___ MATERIAL TO PROCESS ___

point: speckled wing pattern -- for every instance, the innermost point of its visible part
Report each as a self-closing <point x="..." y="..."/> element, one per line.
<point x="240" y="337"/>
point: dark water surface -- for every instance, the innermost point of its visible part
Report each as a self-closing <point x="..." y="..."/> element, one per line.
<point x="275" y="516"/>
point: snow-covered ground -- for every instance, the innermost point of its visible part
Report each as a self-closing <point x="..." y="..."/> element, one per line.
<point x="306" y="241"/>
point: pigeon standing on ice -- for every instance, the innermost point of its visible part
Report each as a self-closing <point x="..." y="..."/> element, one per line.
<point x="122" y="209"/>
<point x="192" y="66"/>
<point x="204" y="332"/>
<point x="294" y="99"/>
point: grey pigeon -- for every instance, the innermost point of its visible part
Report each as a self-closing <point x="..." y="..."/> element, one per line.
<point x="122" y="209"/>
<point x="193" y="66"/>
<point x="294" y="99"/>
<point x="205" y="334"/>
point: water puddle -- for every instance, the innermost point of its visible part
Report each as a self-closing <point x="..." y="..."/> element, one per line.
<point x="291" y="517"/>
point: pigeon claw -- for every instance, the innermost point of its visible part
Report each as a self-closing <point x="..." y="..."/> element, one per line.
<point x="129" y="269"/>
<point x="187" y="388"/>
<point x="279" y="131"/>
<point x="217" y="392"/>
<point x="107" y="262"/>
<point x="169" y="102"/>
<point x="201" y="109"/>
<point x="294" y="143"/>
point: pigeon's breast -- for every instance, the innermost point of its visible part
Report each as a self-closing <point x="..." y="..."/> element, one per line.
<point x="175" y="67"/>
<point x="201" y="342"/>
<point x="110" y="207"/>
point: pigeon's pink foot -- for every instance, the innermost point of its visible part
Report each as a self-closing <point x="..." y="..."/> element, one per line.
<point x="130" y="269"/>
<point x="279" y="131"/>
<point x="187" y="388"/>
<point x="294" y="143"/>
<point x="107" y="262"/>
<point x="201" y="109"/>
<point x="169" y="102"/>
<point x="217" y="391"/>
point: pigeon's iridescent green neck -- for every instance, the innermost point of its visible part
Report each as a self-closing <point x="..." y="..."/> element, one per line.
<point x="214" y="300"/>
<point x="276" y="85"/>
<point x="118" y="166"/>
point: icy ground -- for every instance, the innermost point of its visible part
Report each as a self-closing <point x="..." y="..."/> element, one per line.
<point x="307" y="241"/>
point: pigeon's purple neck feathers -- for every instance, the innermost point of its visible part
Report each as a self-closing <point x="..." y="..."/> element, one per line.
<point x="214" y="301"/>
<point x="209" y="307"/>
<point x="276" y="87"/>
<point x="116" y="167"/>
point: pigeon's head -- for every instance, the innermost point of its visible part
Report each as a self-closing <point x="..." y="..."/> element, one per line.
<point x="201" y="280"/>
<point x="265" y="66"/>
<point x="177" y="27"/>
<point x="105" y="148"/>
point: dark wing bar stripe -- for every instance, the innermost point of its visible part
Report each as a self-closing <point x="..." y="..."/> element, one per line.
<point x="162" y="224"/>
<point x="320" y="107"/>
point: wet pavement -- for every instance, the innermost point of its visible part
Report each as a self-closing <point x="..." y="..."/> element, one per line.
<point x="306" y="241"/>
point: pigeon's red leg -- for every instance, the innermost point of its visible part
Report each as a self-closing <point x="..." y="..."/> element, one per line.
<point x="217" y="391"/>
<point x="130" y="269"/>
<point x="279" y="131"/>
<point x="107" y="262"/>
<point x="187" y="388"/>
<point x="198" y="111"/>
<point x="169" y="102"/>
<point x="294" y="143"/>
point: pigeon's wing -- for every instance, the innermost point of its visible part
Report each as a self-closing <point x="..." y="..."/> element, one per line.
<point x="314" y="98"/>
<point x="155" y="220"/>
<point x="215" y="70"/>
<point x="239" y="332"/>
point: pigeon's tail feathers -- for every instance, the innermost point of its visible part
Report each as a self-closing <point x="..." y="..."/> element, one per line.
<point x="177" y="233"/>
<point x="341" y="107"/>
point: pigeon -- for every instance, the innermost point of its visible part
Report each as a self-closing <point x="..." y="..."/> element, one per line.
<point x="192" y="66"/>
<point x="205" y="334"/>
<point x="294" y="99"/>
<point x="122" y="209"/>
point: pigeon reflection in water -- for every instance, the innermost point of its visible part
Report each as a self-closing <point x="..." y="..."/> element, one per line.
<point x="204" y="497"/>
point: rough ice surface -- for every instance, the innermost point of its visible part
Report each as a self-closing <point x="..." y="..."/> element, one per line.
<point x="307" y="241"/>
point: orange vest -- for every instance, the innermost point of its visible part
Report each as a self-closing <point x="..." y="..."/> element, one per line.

___

__WHAT TO PRODUCE__:
Your answer must be every record above, set down exactly as written.

__EXERCISE RESULT__:
point: speckled wing pattern -- for every instance, the innermost point of its visible part
Report each as a self-closing <point x="..." y="..."/> element, one per line.
<point x="240" y="337"/>
point: dark water surface -- for every instance, the innermost point of its visible part
Report each as a self-closing <point x="..." y="..."/> element, one per line.
<point x="275" y="516"/>
point: snow-covered ground -- for every instance, the innermost point of its visible part
Report each as a self-closing <point x="..." y="..."/> element, one per line.
<point x="306" y="241"/>
point: pigeon standing on ice -- for every instance, the innermost point of its visible part
Report each as a self-closing <point x="..." y="..."/> element, one per line.
<point x="122" y="209"/>
<point x="192" y="66"/>
<point x="204" y="332"/>
<point x="294" y="99"/>
point: grey pigeon -- for every instance, the innermost point of its visible part
Report each as a self-closing <point x="..." y="..."/> element, one per line.
<point x="122" y="209"/>
<point x="193" y="66"/>
<point x="294" y="99"/>
<point x="205" y="334"/>
point: water puddle -- for every instance, the innermost point of its visible part
Report each as a self-closing <point x="..." y="..."/> element, one per line.
<point x="291" y="517"/>
point: pigeon claw -- for every instance, the innermost point of its visible part
Report each as a self-closing <point x="..." y="..."/> element, one per line.
<point x="129" y="269"/>
<point x="187" y="388"/>
<point x="279" y="131"/>
<point x="217" y="392"/>
<point x="107" y="262"/>
<point x="169" y="102"/>
<point x="201" y="109"/>
<point x="294" y="143"/>
point: pigeon's breast -- for every instance, the innermost point of its visible part
Report each as a self-closing <point x="..." y="..."/> element, one per line.
<point x="175" y="67"/>
<point x="201" y="342"/>
<point x="110" y="207"/>
point: pigeon's pink foot -- for every instance, the innermost point of its visible part
Report each as a self-closing <point x="..." y="..."/> element, one per line.
<point x="130" y="269"/>
<point x="279" y="131"/>
<point x="187" y="388"/>
<point x="294" y="143"/>
<point x="107" y="262"/>
<point x="201" y="109"/>
<point x="169" y="102"/>
<point x="217" y="391"/>
point: pigeon's iridescent green neck -- for every instance, the innermost point of its visible part
Report each as a self-closing <point x="..." y="..."/> element, one per line.
<point x="214" y="300"/>
<point x="276" y="85"/>
<point x="118" y="166"/>
point: icy ground -- for every instance, the innermost point of its visible part
Report each as a self-closing <point x="..." y="..."/> element, one per line.
<point x="307" y="241"/>
point: pigeon's purple neck feathers -- for every instance, the innermost point of its visible part
Report each as a self-closing <point x="..." y="..."/> element, one per line.
<point x="214" y="301"/>
<point x="209" y="307"/>
<point x="276" y="87"/>
<point x="116" y="167"/>
point: pigeon's head -- for every instance, the innermost point of its visible part
Report each as a self-closing <point x="..." y="..."/> element, one per line.
<point x="201" y="280"/>
<point x="265" y="66"/>
<point x="177" y="27"/>
<point x="105" y="148"/>
point: dark wing bar stripe -- for every instance, the innermost point of its visible part
Report each as a self-closing <point x="..." y="..."/> element, one per line.
<point x="162" y="224"/>
<point x="320" y="107"/>
point: wet pavement -- for every instance, the innermost point of its visible part
Report each as a self-closing <point x="..." y="..."/> element, one per line.
<point x="306" y="241"/>
point: pigeon's red leg -- for every instance, the innermost point of its visible part
Report each as a self-closing <point x="..." y="..."/> element, one per line.
<point x="217" y="391"/>
<point x="130" y="269"/>
<point x="279" y="131"/>
<point x="107" y="262"/>
<point x="187" y="388"/>
<point x="198" y="111"/>
<point x="169" y="102"/>
<point x="294" y="143"/>
point: pigeon's wing -- for every instance, the innermost point of its visible part
Report each as a self-closing <point x="..." y="..."/> element, one per line.
<point x="314" y="98"/>
<point x="155" y="220"/>
<point x="215" y="70"/>
<point x="239" y="332"/>
point: pigeon's tail feathers -- for every instance, the innermost point of its visible part
Report each as a self-closing <point x="..." y="..."/> element, one per line.
<point x="177" y="233"/>
<point x="341" y="107"/>
point: pigeon -- for every instance, the innermost point of its visible part
Report each as a self-closing <point x="..." y="..."/> element, one per line.
<point x="192" y="66"/>
<point x="205" y="334"/>
<point x="294" y="99"/>
<point x="122" y="209"/>
point: pigeon reflection in water -- for every instance, the innermost point of its visible part
Report each as a self-closing <point x="..." y="..."/> element, one per line.
<point x="204" y="497"/>
point: rough ice surface -- for every instance, the innermost point of its visible part
Report each as a self-closing <point x="..." y="..."/> element, one per line.
<point x="307" y="241"/>
point: orange vest -- for every instance, the innermost point of its visible part
Report each as a self-closing <point x="..." y="..."/> element, one per line.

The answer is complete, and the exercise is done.